▶ _Apply what you read_:
1. According to the article on banks financing takeover bids, what is CN offering for each KCS share?
2. From the article on banks financing takeover bids, write out the passage starting at "Banks flush with" and ending at "BMO Capital Markets.".
3. Summarize the article on banks financing takeover bids in two sentences.

Banks flush with pandemic deposits are providing huge credit facilities to companies involved in some of the biggest takeover bids so far this year, allowing buyers to include large cash components in their offers.
Most recently, Canadian National Railway lined up a US$19-billion loan facility from J.P. Morgan and RBC Capital Markets for its US$30-billion bid for Kansas City Southern railway – a 21-per-cent premium over a rival bid by Canadian Pacific Railway Ltd., which saw CP line up $9-billion in credit from BMO Capital Markets.
Canadian banks have performed strongly during the pandemic, bolstered by Canadians’ savings deposits. Eric Metivier, the head of Canadian corporate banking at CIBC Capital Markets, told The Globe and Mail that investment banks are well capitalized, which puts them in a good position to assist clients with acquisition targets.
“You’re seeing our clients resume their growth agendas, and those growth agendas have translated into some big transactions that are generally accretive to those clients and create meaningful synergies. And their bank partners are standing in to support them,” he said.
The large credit facilities allow companies to offer much more cash than stock in takeover bids. CN, for example, is offering US$200 in cash and 1.059 CN shares for each KCS share.

▶ _Provided information_:

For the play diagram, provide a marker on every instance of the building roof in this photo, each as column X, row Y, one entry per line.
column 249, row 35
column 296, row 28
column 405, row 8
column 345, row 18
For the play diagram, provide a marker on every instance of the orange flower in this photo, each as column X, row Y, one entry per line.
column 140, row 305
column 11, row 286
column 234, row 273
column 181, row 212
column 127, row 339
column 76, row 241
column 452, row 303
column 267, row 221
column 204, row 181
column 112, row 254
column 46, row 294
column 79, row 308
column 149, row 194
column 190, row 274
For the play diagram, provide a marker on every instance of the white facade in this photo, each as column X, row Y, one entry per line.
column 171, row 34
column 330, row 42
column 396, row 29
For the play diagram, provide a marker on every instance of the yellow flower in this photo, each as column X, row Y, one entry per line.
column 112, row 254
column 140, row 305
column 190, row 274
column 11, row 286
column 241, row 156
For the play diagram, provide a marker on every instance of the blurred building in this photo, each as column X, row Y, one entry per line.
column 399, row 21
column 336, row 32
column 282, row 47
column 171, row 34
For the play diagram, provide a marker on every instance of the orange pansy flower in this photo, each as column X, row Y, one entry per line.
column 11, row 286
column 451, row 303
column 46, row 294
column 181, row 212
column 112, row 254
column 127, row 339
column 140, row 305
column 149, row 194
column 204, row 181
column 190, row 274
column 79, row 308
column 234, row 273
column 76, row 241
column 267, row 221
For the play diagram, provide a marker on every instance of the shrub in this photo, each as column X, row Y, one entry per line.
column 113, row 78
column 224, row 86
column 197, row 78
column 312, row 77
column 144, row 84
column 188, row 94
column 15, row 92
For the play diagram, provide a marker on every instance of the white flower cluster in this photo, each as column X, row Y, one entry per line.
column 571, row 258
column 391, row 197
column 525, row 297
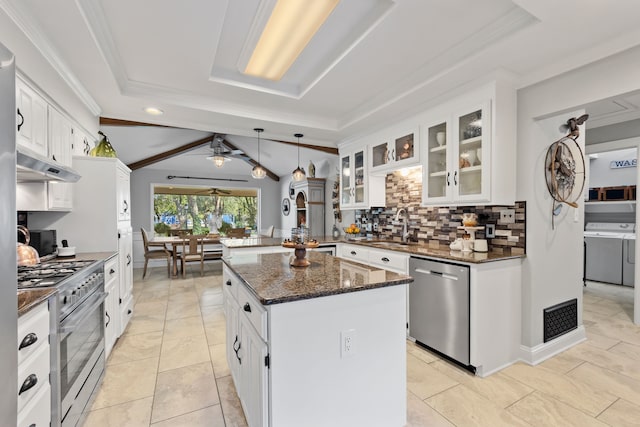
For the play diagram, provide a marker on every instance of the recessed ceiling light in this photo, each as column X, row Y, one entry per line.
column 153, row 111
column 291, row 26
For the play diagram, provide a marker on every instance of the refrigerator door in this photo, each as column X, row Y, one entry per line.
column 8, row 263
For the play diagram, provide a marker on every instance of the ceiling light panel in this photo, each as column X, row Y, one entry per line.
column 290, row 28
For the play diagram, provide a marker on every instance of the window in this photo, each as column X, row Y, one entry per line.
column 203, row 210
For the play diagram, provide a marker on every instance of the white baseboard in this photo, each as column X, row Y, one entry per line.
column 542, row 352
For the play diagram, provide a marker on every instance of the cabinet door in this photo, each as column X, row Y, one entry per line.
column 437, row 173
column 472, row 138
column 254, row 374
column 231, row 310
column 32, row 119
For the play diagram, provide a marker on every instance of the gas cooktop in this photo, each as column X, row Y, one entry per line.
column 49, row 274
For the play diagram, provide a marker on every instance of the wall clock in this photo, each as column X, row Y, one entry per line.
column 286, row 206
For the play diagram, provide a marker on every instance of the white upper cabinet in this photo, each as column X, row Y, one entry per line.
column 457, row 163
column 359, row 189
column 398, row 149
column 31, row 119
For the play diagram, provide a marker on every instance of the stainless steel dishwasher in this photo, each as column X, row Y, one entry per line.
column 439, row 307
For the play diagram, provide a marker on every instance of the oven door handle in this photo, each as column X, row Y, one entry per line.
column 72, row 322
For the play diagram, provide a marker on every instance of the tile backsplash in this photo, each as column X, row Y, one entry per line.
column 438, row 226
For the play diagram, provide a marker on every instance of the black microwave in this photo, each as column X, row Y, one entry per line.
column 44, row 241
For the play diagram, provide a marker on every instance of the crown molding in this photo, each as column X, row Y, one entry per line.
column 17, row 13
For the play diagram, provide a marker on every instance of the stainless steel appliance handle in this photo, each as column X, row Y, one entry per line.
column 72, row 322
column 436, row 273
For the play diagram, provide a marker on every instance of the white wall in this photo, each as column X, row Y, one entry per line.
column 32, row 64
column 552, row 269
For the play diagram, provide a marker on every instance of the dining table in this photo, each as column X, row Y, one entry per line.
column 181, row 240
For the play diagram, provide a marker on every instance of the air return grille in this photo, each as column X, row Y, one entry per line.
column 560, row 319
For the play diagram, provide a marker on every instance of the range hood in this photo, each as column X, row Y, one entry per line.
column 34, row 167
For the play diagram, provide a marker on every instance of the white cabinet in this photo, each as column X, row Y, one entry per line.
column 247, row 349
column 111, row 312
column 358, row 189
column 34, row 353
column 32, row 119
column 458, row 158
column 125, row 255
column 399, row 148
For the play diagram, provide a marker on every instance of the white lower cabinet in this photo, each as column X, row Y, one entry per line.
column 34, row 356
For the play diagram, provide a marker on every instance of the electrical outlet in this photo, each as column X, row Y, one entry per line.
column 348, row 343
column 507, row 216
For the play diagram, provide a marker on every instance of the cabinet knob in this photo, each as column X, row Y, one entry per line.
column 21, row 120
column 28, row 384
column 28, row 340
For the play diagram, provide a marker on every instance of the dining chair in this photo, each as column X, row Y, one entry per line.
column 150, row 253
column 192, row 251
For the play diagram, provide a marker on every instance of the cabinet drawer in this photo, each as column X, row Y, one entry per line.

▶ _Numbered answers_:
1. US$200 in cash and 1.059 CN shares.

2.
Banks flush with pandemic deposits are providing huge credit facilities to companies involved in some of the biggest takeover bids so far this year, allowing buyers to include large cash components in their offers.
Most recently, Canadian National Railway lined up a US$19-billion loan facility from J.P. Morgan and RBC Capital Markets for its US$30-billion bid for Kansas City Southern railway – a 21-per-cent premium over a rival bid by Canadian Pacific Railway Ltd., which saw CP line up $9-billion in credit from BMO Capital Markets.

3. Banks with large pandemic deposits are offering big credit facilities to companies making major takeover bids. One example is Canadian National Railway's US$19-billion loan for its Kansas City Southern bid, and these facilities let buyers put far more cash than stock into their offers.